> **TASK DESCRIPTION**
Gather every line of the rows below that contains the word "stone", and copy each one. Case counts.

> **RECORD EXTRACTS**

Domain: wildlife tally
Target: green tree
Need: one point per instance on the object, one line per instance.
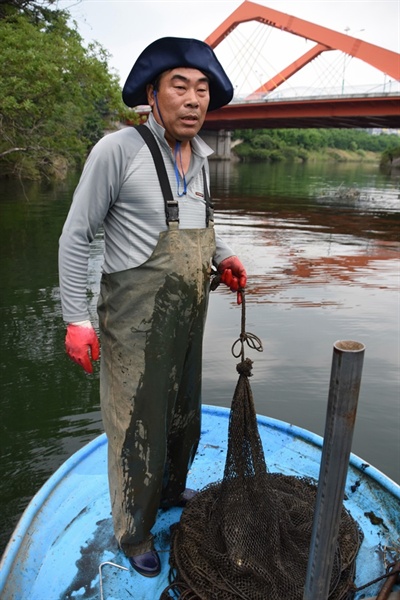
(56, 96)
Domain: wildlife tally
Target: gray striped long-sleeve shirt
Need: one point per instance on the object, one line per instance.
(119, 191)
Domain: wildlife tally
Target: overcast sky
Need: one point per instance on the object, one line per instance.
(126, 27)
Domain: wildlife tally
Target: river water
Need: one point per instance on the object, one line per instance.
(321, 246)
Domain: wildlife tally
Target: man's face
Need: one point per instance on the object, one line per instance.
(183, 97)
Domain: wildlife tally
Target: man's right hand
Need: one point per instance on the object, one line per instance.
(82, 344)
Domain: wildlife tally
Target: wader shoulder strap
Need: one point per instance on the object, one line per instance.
(209, 204)
(171, 205)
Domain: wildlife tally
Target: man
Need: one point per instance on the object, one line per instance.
(159, 248)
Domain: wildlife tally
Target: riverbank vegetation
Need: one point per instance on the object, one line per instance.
(57, 97)
(313, 144)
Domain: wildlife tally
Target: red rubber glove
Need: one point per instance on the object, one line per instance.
(234, 275)
(81, 339)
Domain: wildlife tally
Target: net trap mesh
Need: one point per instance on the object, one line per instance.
(248, 535)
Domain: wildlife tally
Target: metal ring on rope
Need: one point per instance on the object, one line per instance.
(250, 339)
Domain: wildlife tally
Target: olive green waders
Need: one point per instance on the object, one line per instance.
(151, 324)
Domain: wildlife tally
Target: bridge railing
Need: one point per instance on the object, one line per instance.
(392, 88)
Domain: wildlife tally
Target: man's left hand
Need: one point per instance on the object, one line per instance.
(234, 275)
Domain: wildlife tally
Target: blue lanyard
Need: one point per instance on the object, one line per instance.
(178, 154)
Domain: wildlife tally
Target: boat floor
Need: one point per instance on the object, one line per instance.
(65, 541)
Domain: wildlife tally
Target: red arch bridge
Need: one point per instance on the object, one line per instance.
(271, 101)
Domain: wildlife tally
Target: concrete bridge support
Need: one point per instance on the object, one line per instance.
(220, 142)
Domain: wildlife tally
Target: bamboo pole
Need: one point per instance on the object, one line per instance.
(344, 389)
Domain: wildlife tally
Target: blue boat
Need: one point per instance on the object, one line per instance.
(63, 547)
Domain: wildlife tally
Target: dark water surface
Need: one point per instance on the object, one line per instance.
(321, 245)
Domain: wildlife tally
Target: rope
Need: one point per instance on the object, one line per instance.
(250, 339)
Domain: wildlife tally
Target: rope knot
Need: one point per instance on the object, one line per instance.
(244, 368)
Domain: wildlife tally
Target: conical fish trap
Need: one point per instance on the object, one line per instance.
(248, 536)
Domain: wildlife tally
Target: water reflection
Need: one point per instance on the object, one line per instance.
(320, 269)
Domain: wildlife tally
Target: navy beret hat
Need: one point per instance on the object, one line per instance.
(169, 53)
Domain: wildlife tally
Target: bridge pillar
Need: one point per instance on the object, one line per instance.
(220, 142)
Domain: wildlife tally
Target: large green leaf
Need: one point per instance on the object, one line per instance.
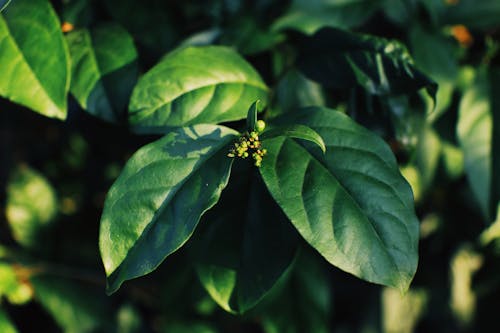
(474, 131)
(247, 246)
(104, 67)
(34, 58)
(309, 15)
(193, 85)
(342, 60)
(155, 204)
(304, 303)
(351, 204)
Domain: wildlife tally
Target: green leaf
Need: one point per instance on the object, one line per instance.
(15, 290)
(104, 68)
(75, 307)
(310, 15)
(31, 206)
(351, 204)
(342, 60)
(193, 85)
(155, 204)
(34, 58)
(252, 116)
(151, 22)
(305, 302)
(296, 131)
(474, 131)
(247, 246)
(4, 4)
(6, 325)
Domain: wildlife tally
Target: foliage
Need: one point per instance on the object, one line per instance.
(219, 166)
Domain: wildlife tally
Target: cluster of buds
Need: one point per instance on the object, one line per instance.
(248, 145)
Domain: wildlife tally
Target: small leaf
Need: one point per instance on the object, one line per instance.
(342, 60)
(155, 204)
(351, 204)
(247, 247)
(104, 67)
(192, 85)
(26, 29)
(252, 116)
(297, 132)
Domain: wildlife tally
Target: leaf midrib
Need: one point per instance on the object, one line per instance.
(171, 194)
(371, 223)
(28, 65)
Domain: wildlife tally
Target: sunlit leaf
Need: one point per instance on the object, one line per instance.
(296, 131)
(351, 204)
(104, 67)
(155, 204)
(34, 59)
(195, 85)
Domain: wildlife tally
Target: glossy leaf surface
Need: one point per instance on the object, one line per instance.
(193, 85)
(154, 206)
(296, 132)
(351, 204)
(247, 245)
(104, 67)
(34, 58)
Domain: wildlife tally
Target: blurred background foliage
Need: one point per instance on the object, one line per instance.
(54, 175)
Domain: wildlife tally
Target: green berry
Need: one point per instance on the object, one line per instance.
(260, 126)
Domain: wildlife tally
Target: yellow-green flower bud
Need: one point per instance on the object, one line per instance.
(260, 126)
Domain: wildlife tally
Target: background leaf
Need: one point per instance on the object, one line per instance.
(104, 67)
(351, 204)
(192, 85)
(75, 309)
(474, 131)
(6, 326)
(247, 246)
(154, 206)
(310, 15)
(31, 206)
(4, 4)
(342, 60)
(31, 77)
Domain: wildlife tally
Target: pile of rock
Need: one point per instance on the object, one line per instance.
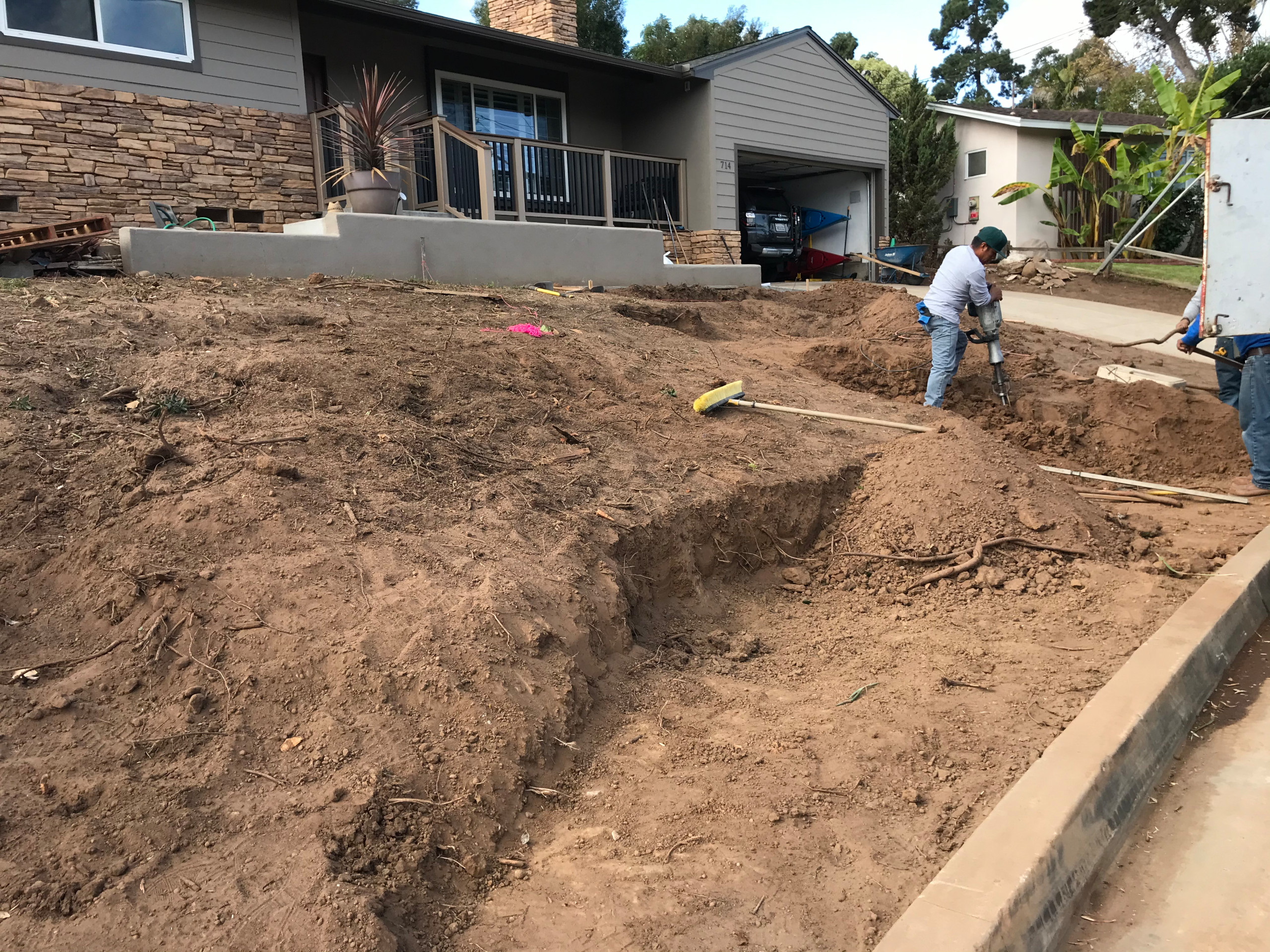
(1035, 270)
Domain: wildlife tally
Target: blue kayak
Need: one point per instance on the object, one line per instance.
(815, 220)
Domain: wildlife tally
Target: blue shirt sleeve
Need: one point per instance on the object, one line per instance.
(1193, 305)
(1192, 337)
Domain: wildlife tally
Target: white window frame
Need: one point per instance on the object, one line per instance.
(976, 151)
(105, 46)
(515, 88)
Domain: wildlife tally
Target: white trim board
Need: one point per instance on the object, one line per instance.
(1019, 121)
(102, 45)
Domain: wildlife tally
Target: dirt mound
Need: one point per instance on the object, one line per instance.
(681, 318)
(1067, 418)
(938, 493)
(698, 293)
(307, 679)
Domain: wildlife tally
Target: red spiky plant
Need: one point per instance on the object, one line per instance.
(374, 130)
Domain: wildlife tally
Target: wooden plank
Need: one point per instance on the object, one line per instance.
(31, 238)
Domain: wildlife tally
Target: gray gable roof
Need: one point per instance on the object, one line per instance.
(705, 66)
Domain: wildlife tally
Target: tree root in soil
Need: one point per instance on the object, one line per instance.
(1016, 540)
(977, 558)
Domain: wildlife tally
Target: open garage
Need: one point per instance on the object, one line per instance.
(826, 188)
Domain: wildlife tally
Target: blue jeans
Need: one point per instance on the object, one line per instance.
(1255, 416)
(1228, 379)
(948, 348)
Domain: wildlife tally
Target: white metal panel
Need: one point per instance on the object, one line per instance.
(1237, 215)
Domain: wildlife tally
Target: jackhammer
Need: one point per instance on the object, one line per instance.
(990, 333)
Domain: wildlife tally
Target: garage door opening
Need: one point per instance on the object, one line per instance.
(774, 186)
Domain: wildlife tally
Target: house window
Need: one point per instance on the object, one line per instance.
(157, 28)
(488, 110)
(977, 163)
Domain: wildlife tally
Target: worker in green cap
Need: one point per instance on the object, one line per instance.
(959, 281)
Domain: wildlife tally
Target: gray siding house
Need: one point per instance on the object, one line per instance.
(218, 107)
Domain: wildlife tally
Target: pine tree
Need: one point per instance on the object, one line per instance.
(981, 58)
(695, 37)
(600, 26)
(922, 158)
(845, 45)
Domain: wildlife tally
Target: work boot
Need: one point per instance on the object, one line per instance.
(1245, 486)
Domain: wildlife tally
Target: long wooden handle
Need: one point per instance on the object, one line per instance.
(888, 264)
(1202, 494)
(912, 427)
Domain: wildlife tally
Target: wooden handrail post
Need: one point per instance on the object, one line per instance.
(684, 193)
(319, 172)
(486, 177)
(443, 173)
(518, 178)
(607, 178)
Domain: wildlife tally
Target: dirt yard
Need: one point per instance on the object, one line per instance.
(339, 617)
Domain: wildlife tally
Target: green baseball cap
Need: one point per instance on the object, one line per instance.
(994, 238)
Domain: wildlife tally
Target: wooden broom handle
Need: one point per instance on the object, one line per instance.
(912, 427)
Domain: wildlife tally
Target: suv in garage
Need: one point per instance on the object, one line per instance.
(771, 229)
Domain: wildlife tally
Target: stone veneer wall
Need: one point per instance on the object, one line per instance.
(75, 151)
(547, 19)
(706, 246)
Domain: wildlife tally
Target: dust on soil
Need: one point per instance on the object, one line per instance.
(521, 604)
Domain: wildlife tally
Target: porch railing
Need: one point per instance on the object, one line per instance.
(460, 184)
(488, 177)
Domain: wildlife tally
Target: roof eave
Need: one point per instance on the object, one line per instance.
(1019, 121)
(706, 66)
(513, 40)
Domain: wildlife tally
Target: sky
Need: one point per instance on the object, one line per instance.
(897, 31)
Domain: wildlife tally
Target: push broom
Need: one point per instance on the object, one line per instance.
(732, 394)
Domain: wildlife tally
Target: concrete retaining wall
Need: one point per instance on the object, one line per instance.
(1015, 883)
(457, 250)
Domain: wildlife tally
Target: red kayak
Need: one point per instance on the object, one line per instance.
(813, 259)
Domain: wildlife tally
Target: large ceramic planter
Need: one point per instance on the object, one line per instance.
(373, 192)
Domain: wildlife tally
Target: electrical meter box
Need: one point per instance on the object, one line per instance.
(1236, 212)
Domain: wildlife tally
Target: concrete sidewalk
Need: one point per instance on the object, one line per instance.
(1110, 323)
(1194, 876)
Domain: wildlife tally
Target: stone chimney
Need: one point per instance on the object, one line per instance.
(547, 19)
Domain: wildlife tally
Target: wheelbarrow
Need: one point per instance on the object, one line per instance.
(907, 257)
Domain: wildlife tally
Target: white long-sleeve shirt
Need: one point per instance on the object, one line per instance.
(959, 281)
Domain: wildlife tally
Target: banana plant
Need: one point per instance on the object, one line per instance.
(1080, 219)
(1136, 171)
(1187, 119)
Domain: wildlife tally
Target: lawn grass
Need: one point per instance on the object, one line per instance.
(1182, 276)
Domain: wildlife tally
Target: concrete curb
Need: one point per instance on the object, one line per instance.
(1015, 881)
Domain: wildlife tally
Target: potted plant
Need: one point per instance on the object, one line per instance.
(371, 135)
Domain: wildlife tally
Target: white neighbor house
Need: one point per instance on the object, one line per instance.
(997, 146)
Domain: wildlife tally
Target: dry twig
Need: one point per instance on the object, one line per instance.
(67, 662)
(974, 561)
(270, 777)
(686, 842)
(427, 803)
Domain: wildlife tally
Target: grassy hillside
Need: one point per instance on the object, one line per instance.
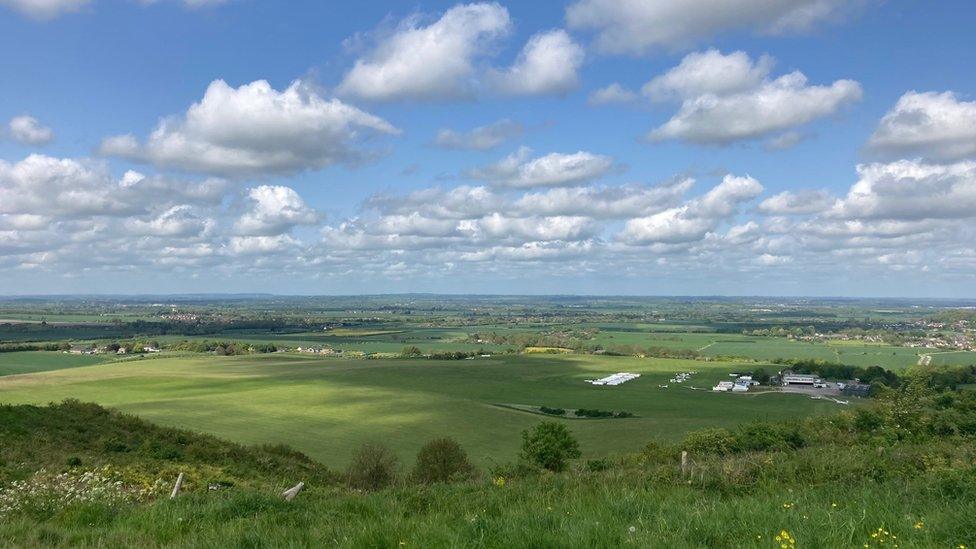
(834, 488)
(75, 435)
(28, 362)
(328, 407)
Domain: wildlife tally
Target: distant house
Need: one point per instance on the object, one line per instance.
(723, 386)
(855, 389)
(789, 378)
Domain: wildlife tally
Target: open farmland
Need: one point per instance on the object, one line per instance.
(42, 361)
(327, 407)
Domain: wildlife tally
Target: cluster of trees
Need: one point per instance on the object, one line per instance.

> **ANSWER BELOW**
Target: stone veneer wall
Target: stone chimney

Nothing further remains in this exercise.